* Requirement *
Output the data below in full, character for character.

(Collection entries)
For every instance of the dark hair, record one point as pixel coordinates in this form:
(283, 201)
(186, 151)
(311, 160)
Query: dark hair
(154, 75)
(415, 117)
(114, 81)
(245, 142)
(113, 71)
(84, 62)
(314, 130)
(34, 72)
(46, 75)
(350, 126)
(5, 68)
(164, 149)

* Exercise result *
For every instance of the dark hair, record one point as pixel coordinates in this form:
(283, 201)
(186, 151)
(311, 160)
Query: dark hair
(154, 75)
(415, 117)
(114, 81)
(245, 142)
(113, 71)
(84, 62)
(314, 130)
(34, 72)
(46, 75)
(350, 126)
(5, 68)
(164, 149)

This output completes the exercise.